Dataset excerpt:
#####

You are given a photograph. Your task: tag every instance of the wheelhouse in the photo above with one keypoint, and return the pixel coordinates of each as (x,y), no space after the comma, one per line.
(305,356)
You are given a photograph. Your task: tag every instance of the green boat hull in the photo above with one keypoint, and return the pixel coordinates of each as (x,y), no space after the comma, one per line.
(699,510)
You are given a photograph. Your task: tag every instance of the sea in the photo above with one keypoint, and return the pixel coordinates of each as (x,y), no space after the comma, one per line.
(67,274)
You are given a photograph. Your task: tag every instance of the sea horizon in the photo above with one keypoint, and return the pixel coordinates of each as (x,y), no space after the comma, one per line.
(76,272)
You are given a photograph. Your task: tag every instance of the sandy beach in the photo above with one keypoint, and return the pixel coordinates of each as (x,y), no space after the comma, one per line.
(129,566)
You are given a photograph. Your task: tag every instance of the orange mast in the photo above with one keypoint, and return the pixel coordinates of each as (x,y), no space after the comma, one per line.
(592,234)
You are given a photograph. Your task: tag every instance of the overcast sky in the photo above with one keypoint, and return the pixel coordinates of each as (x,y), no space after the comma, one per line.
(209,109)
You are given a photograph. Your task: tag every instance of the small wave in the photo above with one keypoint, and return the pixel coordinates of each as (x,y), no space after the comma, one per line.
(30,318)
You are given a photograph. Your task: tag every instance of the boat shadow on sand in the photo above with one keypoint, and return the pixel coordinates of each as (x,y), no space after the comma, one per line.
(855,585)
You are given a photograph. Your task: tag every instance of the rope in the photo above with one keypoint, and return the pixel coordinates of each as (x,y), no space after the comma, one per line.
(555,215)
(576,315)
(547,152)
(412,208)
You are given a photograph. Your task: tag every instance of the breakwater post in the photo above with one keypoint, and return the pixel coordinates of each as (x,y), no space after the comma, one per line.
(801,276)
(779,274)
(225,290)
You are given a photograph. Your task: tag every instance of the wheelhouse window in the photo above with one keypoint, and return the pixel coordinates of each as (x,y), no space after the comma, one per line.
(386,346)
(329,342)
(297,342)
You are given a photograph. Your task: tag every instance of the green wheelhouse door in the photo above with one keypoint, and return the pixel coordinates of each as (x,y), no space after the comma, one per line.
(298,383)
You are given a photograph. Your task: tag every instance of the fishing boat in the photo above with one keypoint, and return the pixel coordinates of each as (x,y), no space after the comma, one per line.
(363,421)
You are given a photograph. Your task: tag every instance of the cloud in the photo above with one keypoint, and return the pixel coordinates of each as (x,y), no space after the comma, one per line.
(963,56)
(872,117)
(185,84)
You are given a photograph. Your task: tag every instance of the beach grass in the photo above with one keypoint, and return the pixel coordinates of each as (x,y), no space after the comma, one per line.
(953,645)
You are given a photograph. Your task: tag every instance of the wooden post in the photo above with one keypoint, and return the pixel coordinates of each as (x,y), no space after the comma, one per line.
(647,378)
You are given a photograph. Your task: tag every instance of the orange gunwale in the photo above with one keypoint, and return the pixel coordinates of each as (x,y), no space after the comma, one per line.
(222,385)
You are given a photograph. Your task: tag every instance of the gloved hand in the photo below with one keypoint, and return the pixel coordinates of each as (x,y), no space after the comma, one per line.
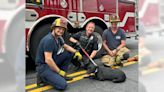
(62,73)
(78,55)
(77,44)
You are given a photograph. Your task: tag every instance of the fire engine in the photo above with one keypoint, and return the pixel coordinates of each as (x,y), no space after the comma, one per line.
(11,39)
(41,13)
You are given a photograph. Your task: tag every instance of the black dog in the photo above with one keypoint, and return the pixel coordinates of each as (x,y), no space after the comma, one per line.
(106,73)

#####

=== EXERCISE PROMPT ===
Convert the lines above into a two-column CSV with the headers input and output. Make one row per line of text, with the text in input and all of its answer points in output, each as a single quoted field with line breaks replaced by spaces; cover every line and omit the pictures.

=== OUTPUT OF THE TASK ===
input,output
"You are given a photograph. Your task: tag every instance of the wheelhouse in the photo above with one keypoint, and return the pixel coordinates of each as (x,y), no space after the comma, one per line.","(305,356)"
"You are given a photograph. Your task: tag every instance of the green boat hull in the photo above with one keypoint, and return the pixel coordinates of each as (x,y), no space after the comma, one per line.","(699,510)"
"You are given a photograph. Your task: tag every instance of the sea in the photo above with one keypoint, and return the pixel coordinates of each as (x,y), no space after the comma, one per line.","(67,274)"
"You are given a photograph. Your task: tag every instance of the sea horizon in the photo above with one keypoint, and return the pixel coordinates of each as (x,y), no space after the comma, one per line.","(76,272)"
"You are given a photograph. Your task: tag every instance of the sandy beach in the photo above with one keypoint, and return the pixel coordinates of each as (x,y), no space after the comma, one per line.","(129,566)"
"You are given a photograph. Your task: tag every instance of the orange mast in the photo above with one keypoint, and return the pixel coordinates of each as (x,y), no space after the comma, one per line.","(592,234)"
"You are given a photograph. Your task: tag every instance of the overcast sky in the photo above with one keypoint, and return the pixel coordinates of each as (x,y), no space after the comma, one per line.","(209,109)"
"You are given a photograph. Your task: tag every instance of the small wave in the photo above with one keypoint, and return the pixel coordinates of each as (x,y), no space after the comma, one per line.","(30,318)"
"You are given a photograph. Your task: tag every instance of the boat shadow on sand in the photo above with one keypoint, and return the pixel coordinates of each as (x,y), no space after the comma, one per line.","(855,585)"
"You are given a photograph. Your task: tag every instance of the rope in the photo above with one keypoint, and return the pixel coordinates of each as (x,y), no space after the comma, one per line.","(555,215) (576,315) (547,152) (412,208)"
"You are given a photograph. Your task: tag every instance of the breakwater post in the photo above with one keypoint, and return the pixel coordinates of each as (x,y), no space after the comma, one per line.","(801,276) (779,274) (225,290)"
"You are given a photograph. Your task: tag every instance of the wheelhouse window in the photo above with one keypoint, and return the pixel coordinates of each as (x,y), no space after the comma, one per line.","(386,346) (329,342) (297,342)"
"You are given a photograph. Your task: tag every instance of the green wheelhouse door in the photo above with one keypoint, and return the pixel coordinates of each as (x,y), no space after the comma, one per line.","(298,383)"
"You are given a photograph. Your task: tag every instance of the fishing boat in the photo above with one keypoint, and return the pixel coordinates of each as (x,y), no space after the comma, one per line.","(363,421)"
"You are given a photograph. Your task: tag every instance of the cloud in the photo above with one keypoint, and return the pixel coordinates of each as (x,y), no space after the comma, one per line.","(963,56) (872,117) (185,84)"
"You are given a photograph. Your task: tag every instance of the beach grass in the photo above with one keypoint, and return the pixel coordinates of each as (x,y), no space after the comma, one per line.","(953,645)"
"You are given a photograph. Your task: tag every instance of the wooden post in the photo above with one keypoint, and return the pixel coordinates of each as (x,y), no space after the comma, one per line.","(647,378)"
"You are given a photograph. Your task: tag every instance of the orange gunwale in the photo above with one keypoint, and return the pixel coordinates of each as (x,y), no space after the comma, one per line.","(222,385)"
"You are given a photograph. Your task: tag every instance of the gloved hand in the photo below with one keypoint, and return the pixel coordinates of each as (x,y), no space after the comma, one per line.","(62,73) (78,55) (77,44)"
"You are given a photograph. Your task: tag every instance of the fire engine in the photo above with one keypoint, and return the pixel coordinates of each as (x,y), no space after the comma, one per line.","(11,39) (41,13)"
"You are given a photograph. Your task: tag every instance of the black dog in the photo above with one keypoint, and return the pixel coordinates of each as (x,y), no space after the comma, one per line.","(106,73)"